■ **What is being asked**: Revise the part that opens with the line containing "Where can the shallow" and closes with the final line, changing "innermost point" to "central point" and leaving everything else as it is. Give only those lines.

::::::::::

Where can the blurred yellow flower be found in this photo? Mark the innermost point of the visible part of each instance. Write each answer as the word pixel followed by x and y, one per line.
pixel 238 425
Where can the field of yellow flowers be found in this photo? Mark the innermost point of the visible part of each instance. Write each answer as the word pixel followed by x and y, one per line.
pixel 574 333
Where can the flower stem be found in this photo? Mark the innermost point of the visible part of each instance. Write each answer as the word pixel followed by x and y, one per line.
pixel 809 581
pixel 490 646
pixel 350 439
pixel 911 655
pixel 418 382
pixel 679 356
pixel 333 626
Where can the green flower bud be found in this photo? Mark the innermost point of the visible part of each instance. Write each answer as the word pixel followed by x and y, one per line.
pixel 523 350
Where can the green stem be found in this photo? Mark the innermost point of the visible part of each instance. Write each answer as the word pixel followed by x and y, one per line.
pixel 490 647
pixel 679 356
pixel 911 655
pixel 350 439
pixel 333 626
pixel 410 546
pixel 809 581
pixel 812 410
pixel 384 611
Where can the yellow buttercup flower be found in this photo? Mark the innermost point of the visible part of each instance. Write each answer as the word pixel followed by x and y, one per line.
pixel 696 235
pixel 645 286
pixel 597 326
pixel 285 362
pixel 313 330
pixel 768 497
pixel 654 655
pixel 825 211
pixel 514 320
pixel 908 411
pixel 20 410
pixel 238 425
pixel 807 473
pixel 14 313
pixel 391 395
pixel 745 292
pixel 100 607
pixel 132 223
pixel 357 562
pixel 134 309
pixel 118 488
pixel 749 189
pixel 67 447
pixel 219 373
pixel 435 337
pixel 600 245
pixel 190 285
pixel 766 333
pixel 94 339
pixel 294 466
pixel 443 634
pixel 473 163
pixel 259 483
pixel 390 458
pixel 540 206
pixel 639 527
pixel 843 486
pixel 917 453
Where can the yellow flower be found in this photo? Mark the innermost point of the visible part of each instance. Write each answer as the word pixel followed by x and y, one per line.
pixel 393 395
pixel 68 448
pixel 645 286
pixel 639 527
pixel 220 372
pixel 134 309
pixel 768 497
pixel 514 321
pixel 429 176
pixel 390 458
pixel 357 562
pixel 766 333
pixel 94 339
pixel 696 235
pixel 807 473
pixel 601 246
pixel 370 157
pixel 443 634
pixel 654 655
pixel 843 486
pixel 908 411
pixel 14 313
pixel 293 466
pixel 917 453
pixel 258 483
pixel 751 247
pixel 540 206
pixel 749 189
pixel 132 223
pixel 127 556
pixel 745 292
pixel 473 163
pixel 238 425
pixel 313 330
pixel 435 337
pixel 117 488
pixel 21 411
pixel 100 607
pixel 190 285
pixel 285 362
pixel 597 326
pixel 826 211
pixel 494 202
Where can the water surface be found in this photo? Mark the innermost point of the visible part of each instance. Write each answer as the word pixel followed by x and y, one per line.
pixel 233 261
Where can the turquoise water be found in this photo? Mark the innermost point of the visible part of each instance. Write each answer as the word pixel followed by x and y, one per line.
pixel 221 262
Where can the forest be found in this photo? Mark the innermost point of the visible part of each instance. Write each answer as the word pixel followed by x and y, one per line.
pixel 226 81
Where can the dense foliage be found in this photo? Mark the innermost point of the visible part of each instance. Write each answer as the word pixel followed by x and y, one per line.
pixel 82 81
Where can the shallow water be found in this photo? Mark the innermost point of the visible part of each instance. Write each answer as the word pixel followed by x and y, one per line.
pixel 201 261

::::::::::

■ **Result for this task**:
Where can the shallow water be found in this photo? Mark the central point of the visible part of each instance. Write each answer as the word pixel followed by x and y, one per line.
pixel 201 261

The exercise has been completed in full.